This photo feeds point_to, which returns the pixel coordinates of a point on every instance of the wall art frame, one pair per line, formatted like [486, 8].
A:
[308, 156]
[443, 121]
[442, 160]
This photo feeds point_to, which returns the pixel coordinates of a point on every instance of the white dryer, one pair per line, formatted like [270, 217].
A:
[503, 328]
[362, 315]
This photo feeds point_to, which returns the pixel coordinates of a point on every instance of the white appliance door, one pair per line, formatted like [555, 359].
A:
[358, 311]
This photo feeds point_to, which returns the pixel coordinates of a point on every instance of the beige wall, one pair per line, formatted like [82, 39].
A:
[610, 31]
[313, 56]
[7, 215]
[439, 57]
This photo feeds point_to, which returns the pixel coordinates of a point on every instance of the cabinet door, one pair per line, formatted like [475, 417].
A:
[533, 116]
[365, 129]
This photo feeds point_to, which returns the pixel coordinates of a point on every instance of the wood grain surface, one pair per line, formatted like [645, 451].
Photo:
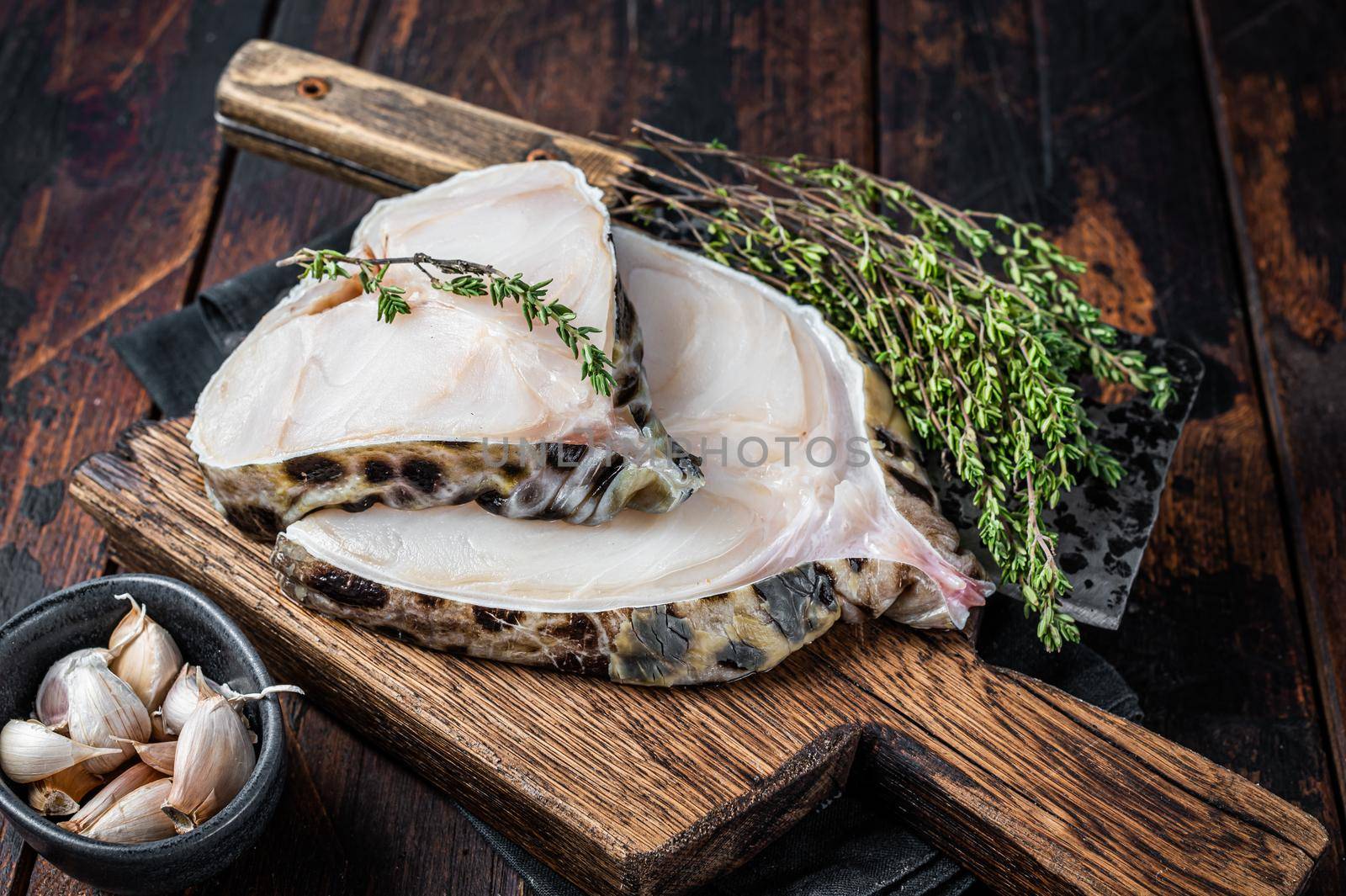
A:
[1279, 87]
[1218, 647]
[629, 790]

:::::

• _Directions for this task_: Recast the whole listing above as a JSON list of strings, one string per line, omitting blank lines and leaving out the pictures.

• _Exercise output_:
[
  "This photo feeds point_to, which returns the pixel coordinates of a point on every instance of the wall art frame, one pair per line, formatted like [486, 8].",
  "A:",
  "[308, 156]",
  "[443, 121]",
  "[442, 160]",
  "This photo feeds point_to, which returns the pixel coordinates of a point on every instance of the white dryer, one pair per line, formatted like [270, 217].",
  "A:",
  "[503, 328]",
  "[362, 315]",
  "This photo feeds point_to, which returns the pixel coordinates of a point on every instance of the white appliance door, one pair per line, formatted like [555, 359].",
  "A:",
  "[358, 311]",
  "This photo feeds point_to, which returns the pixel coordinates of a point on every instance of the beige wall, one pair per line, formatted like [82, 39].",
  "A:",
  "[610, 31]",
  "[313, 56]",
  "[7, 215]",
  "[439, 57]",
  "This photo feeds point_to, which returns the pixel coordinates of a point on every instance of the cabinet door, one pair per line, formatted like [475, 417].",
  "A:",
  "[533, 116]",
  "[365, 129]",
  "This photo feeds point_to, which returns the pixel coordinates of a point on every instance of the wood grain surface, one pair per line, formatted like [645, 451].",
  "Photo:",
  "A:",
  "[1279, 87]",
  "[1218, 647]",
  "[629, 790]"
]